Whenever a line in the material below includes "plastic", copy that line.

↓

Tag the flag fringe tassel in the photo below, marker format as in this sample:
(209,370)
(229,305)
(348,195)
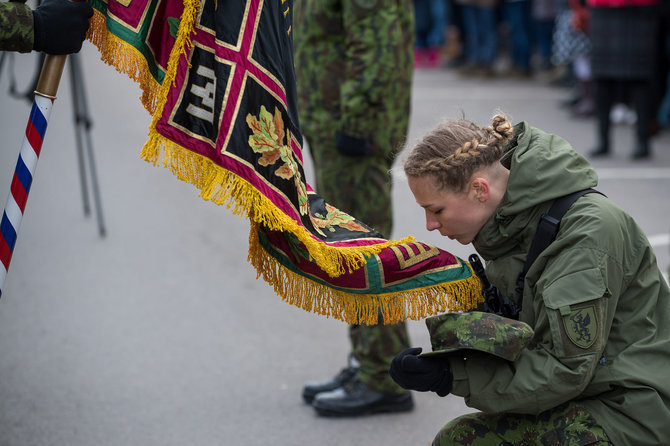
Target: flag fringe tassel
(366,309)
(125,59)
(224,187)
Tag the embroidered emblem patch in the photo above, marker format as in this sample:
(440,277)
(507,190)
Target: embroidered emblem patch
(366,4)
(581,326)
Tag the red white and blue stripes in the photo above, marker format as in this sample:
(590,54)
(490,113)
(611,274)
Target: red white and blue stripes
(23,178)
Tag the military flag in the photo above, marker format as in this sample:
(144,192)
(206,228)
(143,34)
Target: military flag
(218,78)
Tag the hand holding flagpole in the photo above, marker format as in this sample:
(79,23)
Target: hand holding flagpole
(45,94)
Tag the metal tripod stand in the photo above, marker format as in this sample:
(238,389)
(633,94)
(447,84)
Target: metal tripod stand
(82,123)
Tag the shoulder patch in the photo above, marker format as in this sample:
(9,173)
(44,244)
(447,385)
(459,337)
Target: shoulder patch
(581,326)
(366,4)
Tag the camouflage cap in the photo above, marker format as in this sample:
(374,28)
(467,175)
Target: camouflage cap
(484,332)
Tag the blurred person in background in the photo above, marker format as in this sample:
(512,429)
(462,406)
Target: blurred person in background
(480,26)
(625,36)
(354,65)
(432,18)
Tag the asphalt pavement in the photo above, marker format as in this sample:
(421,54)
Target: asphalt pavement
(159,333)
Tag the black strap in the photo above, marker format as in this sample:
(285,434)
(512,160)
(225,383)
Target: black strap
(546,232)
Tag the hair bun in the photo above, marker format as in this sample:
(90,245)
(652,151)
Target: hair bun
(500,127)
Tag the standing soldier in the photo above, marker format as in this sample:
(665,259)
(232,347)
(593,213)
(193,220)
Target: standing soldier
(354,65)
(55,27)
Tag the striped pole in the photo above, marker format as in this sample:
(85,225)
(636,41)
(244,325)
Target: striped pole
(47,86)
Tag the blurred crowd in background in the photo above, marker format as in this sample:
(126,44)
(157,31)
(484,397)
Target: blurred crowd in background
(552,41)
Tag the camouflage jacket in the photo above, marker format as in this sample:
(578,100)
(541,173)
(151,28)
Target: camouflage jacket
(16,27)
(354,66)
(595,299)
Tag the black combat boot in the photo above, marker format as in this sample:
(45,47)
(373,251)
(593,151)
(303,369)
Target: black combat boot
(356,398)
(311,389)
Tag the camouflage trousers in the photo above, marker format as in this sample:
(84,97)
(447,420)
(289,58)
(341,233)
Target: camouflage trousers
(566,425)
(361,186)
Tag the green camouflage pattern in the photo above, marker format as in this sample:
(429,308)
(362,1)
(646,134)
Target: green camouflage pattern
(476,330)
(16,27)
(354,66)
(567,425)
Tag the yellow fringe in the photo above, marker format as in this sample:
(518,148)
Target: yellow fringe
(125,58)
(215,183)
(352,308)
(223,187)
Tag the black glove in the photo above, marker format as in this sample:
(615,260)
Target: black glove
(61,26)
(351,145)
(422,374)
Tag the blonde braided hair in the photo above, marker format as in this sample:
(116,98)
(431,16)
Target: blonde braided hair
(456,149)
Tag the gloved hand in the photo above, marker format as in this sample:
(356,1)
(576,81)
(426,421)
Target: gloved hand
(422,374)
(60,26)
(351,145)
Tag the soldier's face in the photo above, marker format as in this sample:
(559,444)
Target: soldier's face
(458,216)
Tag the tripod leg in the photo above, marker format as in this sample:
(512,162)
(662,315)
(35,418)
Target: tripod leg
(84,119)
(76,108)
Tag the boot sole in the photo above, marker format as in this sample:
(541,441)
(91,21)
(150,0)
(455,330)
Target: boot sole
(403,406)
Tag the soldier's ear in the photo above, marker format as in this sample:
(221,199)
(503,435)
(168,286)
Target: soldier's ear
(481,189)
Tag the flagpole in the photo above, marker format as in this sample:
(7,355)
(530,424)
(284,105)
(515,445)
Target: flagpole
(45,94)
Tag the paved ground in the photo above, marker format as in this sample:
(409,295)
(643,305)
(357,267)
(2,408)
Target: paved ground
(160,334)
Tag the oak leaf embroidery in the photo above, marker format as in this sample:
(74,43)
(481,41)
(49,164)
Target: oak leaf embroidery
(268,140)
(336,217)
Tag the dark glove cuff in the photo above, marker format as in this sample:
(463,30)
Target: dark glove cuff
(351,145)
(443,388)
(38,31)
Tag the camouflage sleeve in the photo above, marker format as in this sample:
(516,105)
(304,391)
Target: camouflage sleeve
(16,27)
(377,43)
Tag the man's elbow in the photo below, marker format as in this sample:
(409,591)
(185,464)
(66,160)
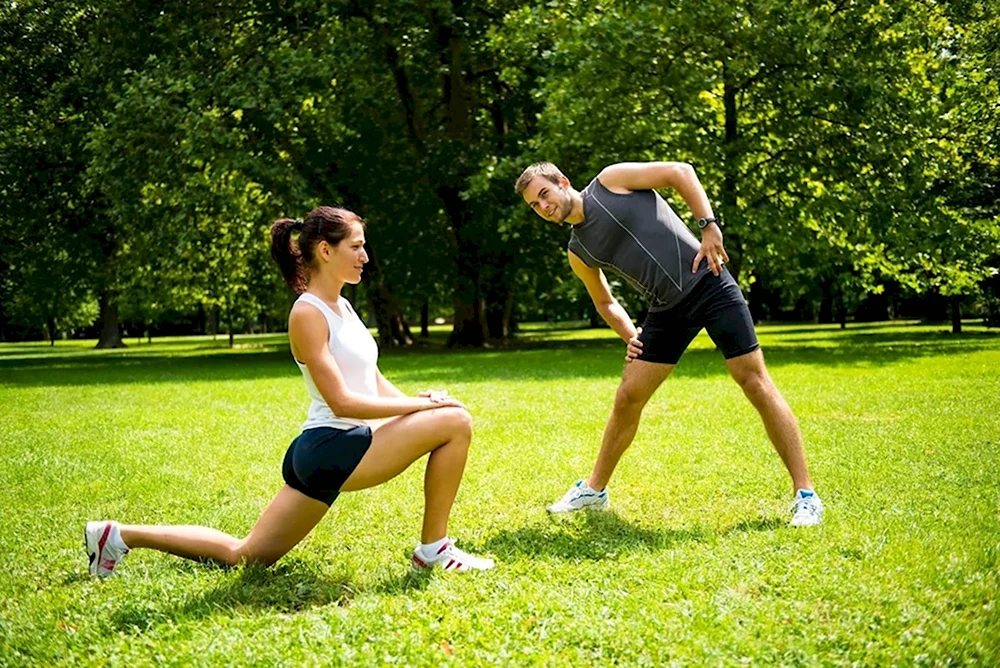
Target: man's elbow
(605,309)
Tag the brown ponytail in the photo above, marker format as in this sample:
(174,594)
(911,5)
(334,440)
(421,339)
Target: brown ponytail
(295,256)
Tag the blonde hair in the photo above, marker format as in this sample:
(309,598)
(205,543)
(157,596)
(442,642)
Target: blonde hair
(546,169)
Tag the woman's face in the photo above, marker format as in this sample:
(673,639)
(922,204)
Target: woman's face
(347,259)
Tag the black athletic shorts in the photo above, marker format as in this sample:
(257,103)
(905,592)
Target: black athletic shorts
(717,305)
(320,460)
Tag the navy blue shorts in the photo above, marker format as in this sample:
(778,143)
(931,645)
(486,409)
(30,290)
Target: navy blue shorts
(319,461)
(717,305)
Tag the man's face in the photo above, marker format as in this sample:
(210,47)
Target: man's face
(549,200)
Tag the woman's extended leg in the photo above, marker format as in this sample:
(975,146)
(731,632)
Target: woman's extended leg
(443,432)
(285,522)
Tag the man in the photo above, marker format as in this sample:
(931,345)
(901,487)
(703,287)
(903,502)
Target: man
(619,222)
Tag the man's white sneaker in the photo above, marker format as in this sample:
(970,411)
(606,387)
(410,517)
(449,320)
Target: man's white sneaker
(450,558)
(581,497)
(808,509)
(104,553)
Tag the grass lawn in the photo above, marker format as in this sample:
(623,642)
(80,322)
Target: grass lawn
(695,565)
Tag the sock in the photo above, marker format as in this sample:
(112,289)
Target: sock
(430,550)
(115,537)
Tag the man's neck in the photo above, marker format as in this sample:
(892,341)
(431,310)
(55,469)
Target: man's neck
(575,216)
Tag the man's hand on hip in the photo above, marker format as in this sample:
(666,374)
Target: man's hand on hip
(711,250)
(634,348)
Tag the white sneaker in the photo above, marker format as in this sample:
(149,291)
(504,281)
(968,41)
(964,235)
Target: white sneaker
(103,555)
(808,509)
(450,558)
(581,497)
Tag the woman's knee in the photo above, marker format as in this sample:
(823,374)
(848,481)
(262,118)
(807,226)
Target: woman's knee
(457,422)
(629,398)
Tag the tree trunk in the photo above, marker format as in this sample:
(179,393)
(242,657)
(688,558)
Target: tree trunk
(393,330)
(111,335)
(731,171)
(229,322)
(469,329)
(826,303)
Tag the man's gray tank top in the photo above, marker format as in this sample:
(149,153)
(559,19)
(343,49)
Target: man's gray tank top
(639,237)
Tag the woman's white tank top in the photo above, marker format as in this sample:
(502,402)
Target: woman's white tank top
(356,353)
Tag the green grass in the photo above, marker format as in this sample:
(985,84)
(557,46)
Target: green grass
(695,566)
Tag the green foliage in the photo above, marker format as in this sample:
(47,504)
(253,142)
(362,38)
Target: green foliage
(144,148)
(695,566)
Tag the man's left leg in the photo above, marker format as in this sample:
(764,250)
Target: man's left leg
(782,427)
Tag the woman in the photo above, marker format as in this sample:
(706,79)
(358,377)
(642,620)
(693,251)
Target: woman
(337,450)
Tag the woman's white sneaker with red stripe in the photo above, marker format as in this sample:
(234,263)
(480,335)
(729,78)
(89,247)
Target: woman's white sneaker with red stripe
(103,553)
(450,558)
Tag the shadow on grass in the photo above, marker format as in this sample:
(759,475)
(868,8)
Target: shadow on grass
(288,587)
(521,360)
(598,536)
(285,588)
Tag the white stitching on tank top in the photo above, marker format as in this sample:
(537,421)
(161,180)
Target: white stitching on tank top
(680,257)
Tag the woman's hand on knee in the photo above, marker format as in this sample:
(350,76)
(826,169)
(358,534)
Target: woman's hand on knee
(440,399)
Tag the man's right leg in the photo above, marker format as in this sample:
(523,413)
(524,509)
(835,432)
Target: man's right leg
(639,382)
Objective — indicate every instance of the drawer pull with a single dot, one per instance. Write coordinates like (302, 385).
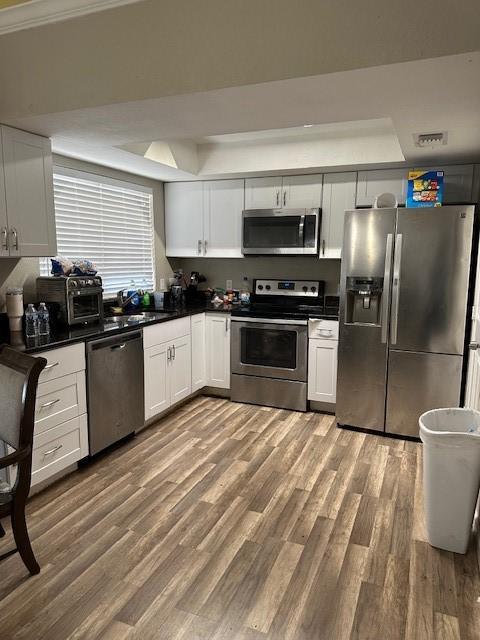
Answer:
(53, 450)
(49, 404)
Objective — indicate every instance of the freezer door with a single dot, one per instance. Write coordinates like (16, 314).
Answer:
(418, 382)
(430, 280)
(362, 352)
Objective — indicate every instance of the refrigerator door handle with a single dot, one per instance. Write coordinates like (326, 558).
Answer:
(386, 287)
(397, 262)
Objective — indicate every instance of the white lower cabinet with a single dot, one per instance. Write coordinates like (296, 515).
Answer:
(167, 366)
(61, 430)
(199, 351)
(218, 350)
(322, 370)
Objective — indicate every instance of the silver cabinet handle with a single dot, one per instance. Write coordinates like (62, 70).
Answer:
(14, 234)
(49, 404)
(53, 450)
(397, 263)
(386, 287)
(4, 234)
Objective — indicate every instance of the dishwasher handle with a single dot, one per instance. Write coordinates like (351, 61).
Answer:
(115, 343)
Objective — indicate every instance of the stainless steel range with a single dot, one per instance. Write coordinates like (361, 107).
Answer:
(269, 343)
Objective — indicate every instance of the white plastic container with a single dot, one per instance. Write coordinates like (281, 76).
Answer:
(451, 475)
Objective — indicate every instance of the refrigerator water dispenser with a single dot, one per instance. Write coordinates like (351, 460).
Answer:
(363, 300)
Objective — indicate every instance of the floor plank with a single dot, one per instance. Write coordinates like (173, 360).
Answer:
(227, 521)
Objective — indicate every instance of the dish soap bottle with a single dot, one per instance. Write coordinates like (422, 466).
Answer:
(245, 292)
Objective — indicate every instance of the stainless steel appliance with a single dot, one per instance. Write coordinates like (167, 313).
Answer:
(115, 388)
(80, 298)
(269, 343)
(403, 309)
(281, 231)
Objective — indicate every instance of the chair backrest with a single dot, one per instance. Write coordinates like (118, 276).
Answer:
(19, 375)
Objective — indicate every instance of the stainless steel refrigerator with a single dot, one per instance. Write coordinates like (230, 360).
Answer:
(403, 311)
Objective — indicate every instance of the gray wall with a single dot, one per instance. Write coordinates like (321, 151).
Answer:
(22, 272)
(218, 270)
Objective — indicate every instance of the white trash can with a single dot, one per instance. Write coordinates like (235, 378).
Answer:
(451, 475)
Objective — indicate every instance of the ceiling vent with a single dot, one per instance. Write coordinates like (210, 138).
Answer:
(430, 139)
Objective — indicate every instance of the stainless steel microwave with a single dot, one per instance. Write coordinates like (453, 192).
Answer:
(291, 232)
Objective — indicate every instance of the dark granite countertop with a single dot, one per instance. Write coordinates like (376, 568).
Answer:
(63, 336)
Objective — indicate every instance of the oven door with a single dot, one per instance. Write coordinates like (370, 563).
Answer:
(85, 305)
(280, 231)
(269, 348)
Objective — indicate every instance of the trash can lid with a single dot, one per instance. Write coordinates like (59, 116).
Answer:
(453, 425)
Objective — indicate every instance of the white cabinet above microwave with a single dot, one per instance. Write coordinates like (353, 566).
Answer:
(291, 192)
(27, 216)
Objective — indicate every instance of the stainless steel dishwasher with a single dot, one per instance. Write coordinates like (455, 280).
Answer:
(115, 388)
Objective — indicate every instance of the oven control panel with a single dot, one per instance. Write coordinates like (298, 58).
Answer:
(308, 288)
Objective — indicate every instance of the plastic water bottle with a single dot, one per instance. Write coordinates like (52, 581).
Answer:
(31, 322)
(43, 320)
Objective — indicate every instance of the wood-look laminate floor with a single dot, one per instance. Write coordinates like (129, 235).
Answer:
(227, 521)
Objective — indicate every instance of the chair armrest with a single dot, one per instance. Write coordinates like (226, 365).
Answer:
(13, 458)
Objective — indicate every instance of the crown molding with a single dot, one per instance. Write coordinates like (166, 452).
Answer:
(39, 12)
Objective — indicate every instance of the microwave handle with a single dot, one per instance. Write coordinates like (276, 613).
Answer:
(301, 232)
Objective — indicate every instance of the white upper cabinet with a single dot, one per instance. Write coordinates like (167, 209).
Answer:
(263, 193)
(373, 183)
(184, 219)
(290, 192)
(302, 192)
(223, 206)
(339, 191)
(30, 214)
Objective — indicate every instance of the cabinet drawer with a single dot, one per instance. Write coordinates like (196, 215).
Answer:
(325, 329)
(58, 448)
(166, 331)
(60, 400)
(61, 362)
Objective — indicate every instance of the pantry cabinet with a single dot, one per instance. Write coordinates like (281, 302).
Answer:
(27, 215)
(339, 190)
(218, 350)
(290, 192)
(199, 365)
(204, 219)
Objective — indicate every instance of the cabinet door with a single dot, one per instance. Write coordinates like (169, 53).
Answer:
(3, 209)
(373, 183)
(457, 183)
(180, 370)
(224, 203)
(218, 350)
(302, 192)
(263, 193)
(339, 191)
(197, 331)
(29, 193)
(184, 219)
(157, 373)
(322, 370)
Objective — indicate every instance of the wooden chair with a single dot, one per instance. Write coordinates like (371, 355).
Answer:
(19, 375)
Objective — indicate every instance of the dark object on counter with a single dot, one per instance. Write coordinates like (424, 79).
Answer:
(19, 375)
(115, 389)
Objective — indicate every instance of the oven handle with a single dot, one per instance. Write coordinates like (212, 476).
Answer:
(271, 321)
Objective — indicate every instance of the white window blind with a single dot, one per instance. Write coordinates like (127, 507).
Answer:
(107, 221)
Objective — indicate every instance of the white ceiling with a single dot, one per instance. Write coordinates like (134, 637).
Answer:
(440, 94)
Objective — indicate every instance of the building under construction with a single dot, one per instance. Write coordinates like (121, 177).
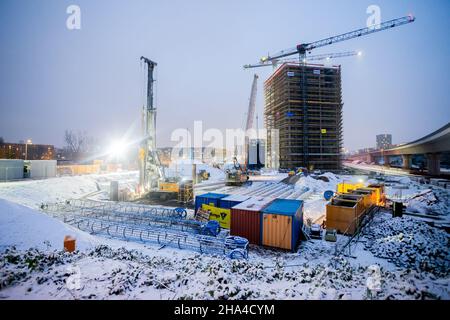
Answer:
(303, 103)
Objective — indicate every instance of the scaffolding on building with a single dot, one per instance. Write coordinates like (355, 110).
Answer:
(303, 104)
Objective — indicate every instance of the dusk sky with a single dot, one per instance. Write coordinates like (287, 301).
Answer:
(53, 78)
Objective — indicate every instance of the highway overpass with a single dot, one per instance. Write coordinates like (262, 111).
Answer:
(432, 146)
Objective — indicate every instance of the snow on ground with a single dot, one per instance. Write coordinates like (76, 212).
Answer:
(23, 228)
(33, 193)
(410, 244)
(128, 274)
(410, 256)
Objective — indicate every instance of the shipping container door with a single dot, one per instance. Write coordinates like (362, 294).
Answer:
(277, 231)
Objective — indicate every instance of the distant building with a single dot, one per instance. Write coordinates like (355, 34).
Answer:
(384, 141)
(253, 157)
(27, 151)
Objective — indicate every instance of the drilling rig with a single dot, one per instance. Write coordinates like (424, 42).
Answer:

↑

» **Response box**
Objective — indicate every instance of the white plastic container with a single dot, one per instance. Write coordinates like (281, 76).
Objective — indicate every instance of the plastic water bottle with a single dot, one per instance. Write coordinates like (52, 581).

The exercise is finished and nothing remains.